▶ _WORK REQUIRED_: A verbatim reproduction of every entry is the expected answer.

[Records from a data collection]
--
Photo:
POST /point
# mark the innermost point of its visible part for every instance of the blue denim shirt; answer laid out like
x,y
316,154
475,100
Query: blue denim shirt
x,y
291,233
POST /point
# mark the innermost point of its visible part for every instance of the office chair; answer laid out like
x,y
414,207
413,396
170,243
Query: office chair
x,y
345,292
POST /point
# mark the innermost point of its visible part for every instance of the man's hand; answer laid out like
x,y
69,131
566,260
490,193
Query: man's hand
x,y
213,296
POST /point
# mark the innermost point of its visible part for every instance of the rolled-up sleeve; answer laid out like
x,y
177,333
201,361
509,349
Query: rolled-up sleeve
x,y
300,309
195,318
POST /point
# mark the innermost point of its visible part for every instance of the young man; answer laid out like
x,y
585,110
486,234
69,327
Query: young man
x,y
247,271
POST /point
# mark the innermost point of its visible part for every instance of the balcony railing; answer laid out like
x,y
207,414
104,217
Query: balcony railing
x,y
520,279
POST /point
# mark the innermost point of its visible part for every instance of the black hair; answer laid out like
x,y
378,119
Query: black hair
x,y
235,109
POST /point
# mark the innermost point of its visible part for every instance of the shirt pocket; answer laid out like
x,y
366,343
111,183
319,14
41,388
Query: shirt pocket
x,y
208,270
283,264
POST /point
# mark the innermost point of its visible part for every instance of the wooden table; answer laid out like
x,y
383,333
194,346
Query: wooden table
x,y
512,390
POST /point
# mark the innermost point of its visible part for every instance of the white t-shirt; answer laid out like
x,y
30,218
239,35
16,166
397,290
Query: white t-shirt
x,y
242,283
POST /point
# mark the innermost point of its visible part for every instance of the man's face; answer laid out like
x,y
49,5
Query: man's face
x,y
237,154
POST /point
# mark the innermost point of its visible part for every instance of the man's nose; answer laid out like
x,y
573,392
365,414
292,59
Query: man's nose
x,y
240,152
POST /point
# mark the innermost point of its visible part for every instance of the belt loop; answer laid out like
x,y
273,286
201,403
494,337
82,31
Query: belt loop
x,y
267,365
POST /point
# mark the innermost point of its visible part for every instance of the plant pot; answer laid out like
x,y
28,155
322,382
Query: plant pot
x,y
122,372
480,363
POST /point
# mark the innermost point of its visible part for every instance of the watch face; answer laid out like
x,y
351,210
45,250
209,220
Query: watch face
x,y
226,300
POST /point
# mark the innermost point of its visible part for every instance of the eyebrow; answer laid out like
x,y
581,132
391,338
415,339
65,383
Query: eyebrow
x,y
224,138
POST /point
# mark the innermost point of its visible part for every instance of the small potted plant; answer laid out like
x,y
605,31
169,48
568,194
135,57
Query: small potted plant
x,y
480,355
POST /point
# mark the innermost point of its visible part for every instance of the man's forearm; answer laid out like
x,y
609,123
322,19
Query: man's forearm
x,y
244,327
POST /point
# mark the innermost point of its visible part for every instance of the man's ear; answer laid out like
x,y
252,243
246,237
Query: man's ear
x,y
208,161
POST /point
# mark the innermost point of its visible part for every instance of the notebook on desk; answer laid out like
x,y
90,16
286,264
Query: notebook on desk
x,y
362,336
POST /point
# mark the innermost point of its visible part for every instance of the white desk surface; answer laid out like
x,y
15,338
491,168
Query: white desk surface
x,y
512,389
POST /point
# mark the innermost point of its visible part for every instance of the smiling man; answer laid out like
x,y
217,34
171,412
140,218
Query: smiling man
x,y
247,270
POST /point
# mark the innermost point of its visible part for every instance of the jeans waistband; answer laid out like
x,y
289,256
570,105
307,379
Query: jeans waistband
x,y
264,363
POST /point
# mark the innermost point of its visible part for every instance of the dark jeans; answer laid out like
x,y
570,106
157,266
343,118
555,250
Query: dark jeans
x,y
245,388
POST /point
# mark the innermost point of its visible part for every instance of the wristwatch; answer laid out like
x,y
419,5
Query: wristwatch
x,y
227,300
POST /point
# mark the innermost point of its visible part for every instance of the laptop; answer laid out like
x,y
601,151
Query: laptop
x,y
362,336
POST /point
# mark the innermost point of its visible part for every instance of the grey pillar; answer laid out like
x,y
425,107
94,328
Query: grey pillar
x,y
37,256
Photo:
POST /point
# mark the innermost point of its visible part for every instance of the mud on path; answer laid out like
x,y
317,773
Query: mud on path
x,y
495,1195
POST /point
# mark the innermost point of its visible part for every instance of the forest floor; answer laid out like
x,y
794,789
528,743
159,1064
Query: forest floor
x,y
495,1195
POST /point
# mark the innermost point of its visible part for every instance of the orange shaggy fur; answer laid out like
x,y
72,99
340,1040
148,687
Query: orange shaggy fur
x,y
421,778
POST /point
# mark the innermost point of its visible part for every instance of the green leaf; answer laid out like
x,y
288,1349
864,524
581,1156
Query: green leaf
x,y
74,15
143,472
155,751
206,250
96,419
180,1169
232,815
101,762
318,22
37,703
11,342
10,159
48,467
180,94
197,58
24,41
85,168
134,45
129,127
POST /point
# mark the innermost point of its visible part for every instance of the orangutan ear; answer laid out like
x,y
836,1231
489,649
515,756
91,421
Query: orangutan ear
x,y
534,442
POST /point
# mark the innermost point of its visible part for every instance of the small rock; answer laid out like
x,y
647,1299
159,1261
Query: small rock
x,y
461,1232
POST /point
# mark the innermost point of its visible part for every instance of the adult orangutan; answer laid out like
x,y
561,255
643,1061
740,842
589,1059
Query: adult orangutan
--
▶ _RESPONSE TO THE EXERCISE_:
Photo:
POST /point
# mark the innermost point of its visible part for every instance of the blue denim shirt; answer laid out like
x,y
316,154
475,100
Query: blue denim shirt
x,y
291,233
POST /point
# mark the innermost point of its visible part for every instance of the office chair; answer laid out like
x,y
414,207
413,396
170,243
Query: office chair
x,y
345,292
POST /point
# mark the innermost point of its visible part for every instance of the man's hand; answer laid out like
x,y
69,131
566,260
490,193
Query: man's hand
x,y
213,296
POST /point
# mark the innermost point of its visible part for every instance of the rolled-up sleeve; answer laid out like
x,y
177,333
201,361
509,349
Query: rolled-up sleeve
x,y
300,309
195,318
POST /point
# mark the innermost point of its visible part for every instance of the young man; answer laid out like
x,y
585,110
486,234
69,327
Query: young man
x,y
247,271
POST /point
# mark the innermost point of its visible part for every instance of the balcony railing; answer laid out like
x,y
207,414
104,217
Query: balcony railing
x,y
520,279
POST /point
# mark the innermost point of its visible part for every instance of the black hair; answer laid out like
x,y
378,119
Query: black hair
x,y
235,109
POST /point
# mark the innermost point of its visible part for every instance of the shirt pocket; answer laid out like
x,y
366,343
111,183
319,14
41,388
Query: shirt pocket
x,y
208,270
283,264
POST /point
# mark the innermost point of its visible part for every instance of the wooden table; answer laid out like
x,y
383,333
194,346
Query: wooden table
x,y
512,390
POST /point
# mark the innermost point of its visible part for every instance of the white t-shirt; answer laid out like
x,y
30,218
239,35
16,166
397,290
Query: white t-shirt
x,y
242,283
POST /point
# mark the innermost point of its visible part for every instance of the man's face; answer laid out like
x,y
49,5
Query: man's face
x,y
237,154
POST /point
# mark the innermost point of its visible part for every instance of the man's nose; answer laid out like
x,y
573,392
365,414
292,59
Query: man's nose
x,y
240,152
POST /point
# mark the innermost point of its visible part for every instance of the belt loop; answer laid out like
x,y
273,286
201,403
494,337
82,31
Query: belt loop
x,y
267,365
POST /point
# mark the innermost point of its visible part for every instance of the plant pot; answer laid out like
x,y
28,155
322,382
Query: plant pot
x,y
122,372
480,363
POST /point
# mark the innermost point of its visible part for every instance of the watch face; answer laid out like
x,y
351,210
45,250
209,220
Query: watch face
x,y
226,300
POST /point
# mark the innermost point of its visible part for every instance of the eyebrow; answer laid out like
x,y
581,132
391,338
415,339
65,383
Query: eyebrow
x,y
224,138
POST /point
# mark the innermost point of its visible part for every instance of the small potted plant; answer laid out like
x,y
605,31
169,48
568,194
135,57
Query: small potted plant
x,y
480,355
POST /point
# mark the innermost point of its visible part for every instance of the man's forearm; answer laid out like
x,y
609,123
322,19
Query: man's forearm
x,y
244,327
POST /point
# mark the innermost point of its visible part for every instance of the man's ear; answer laid out like
x,y
252,243
246,237
Query: man's ear
x,y
208,161
POST /point
# mark the innermost point of its visible part for every instance of the notebook on desk; answer laid out like
x,y
90,16
286,264
Query: notebook on desk
x,y
362,336
POST /point
# mark the innermost point of its visible part for every instance of the white desk surface; answer laid out like
x,y
15,338
491,168
Query: white desk surface
x,y
512,389
POST /point
# mark the innermost point of its visible part for every instance of the smiling man; answer laid out like
x,y
217,34
171,412
140,218
Query: smiling man
x,y
247,270
POST /point
# mark the innermost point of its visible part for every instance of the jeans waistband; answer laid out like
x,y
289,256
570,105
307,379
Query: jeans waistband
x,y
264,363
POST /point
# mark the innermost point of its visible part for every instance of the dark jeans; answer laid out like
x,y
570,106
157,266
343,118
555,250
Query: dark jeans
x,y
245,388
POST /point
# mark the innermost point of its visible part for every instance of the wristwatch; answer laid out like
x,y
419,5
Query: wristwatch
x,y
227,300
POST /point
# mark the innermost point of its visible part for every instance of the laptop; answer laid out like
x,y
601,151
Query: laptop
x,y
362,336
POST /point
# mark the innermost point of its visible part for every instance of the grey pillar; answer laid out like
x,y
425,107
94,328
Query: grey pillar
x,y
37,256
Photo:
POST /point
# mark the innermost point of its visible part for every instance of the mud on path; answer laid out like
x,y
317,773
Query: mud on path
x,y
495,1195
POST /point
# mark the innermost point of its visible part for every instance of the forest floor; answer laid out like
x,y
794,789
528,743
159,1064
Query: forest floor
x,y
495,1195
POST /point
# mark the innermost point of its visible part for every instance of the orange shaggy fur; answer laid out like
x,y
72,99
340,1040
148,687
Query: orange shaggy fur
x,y
421,778
POST /point
# mark the innermost point of its visible part for every instance of the green leaf; answer laid out like
x,y
288,1349
864,524
581,1156
Query: green leaf
x,y
74,15
143,472
155,751
206,250
96,419
180,1169
232,815
101,762
318,22
37,703
11,342
10,159
48,467
180,94
197,58
24,41
85,168
134,45
129,127
POST /point
# mark the innermost point of its visible part for every instance of the orangutan ear; answer laid out like
x,y
836,1231
489,649
515,756
91,421
Query: orangutan ear
x,y
534,442
POST /point
# mark the innermost point of its visible part for every instance of the small rock; answer laid out like
x,y
647,1299
159,1261
Query: small rock
x,y
461,1232
POST /point
# mark the innermost point of its visible part for every instance of the adult orangutan; answer laid out like
x,y
561,255
643,1061
740,842
589,1059
Query: adult orangutan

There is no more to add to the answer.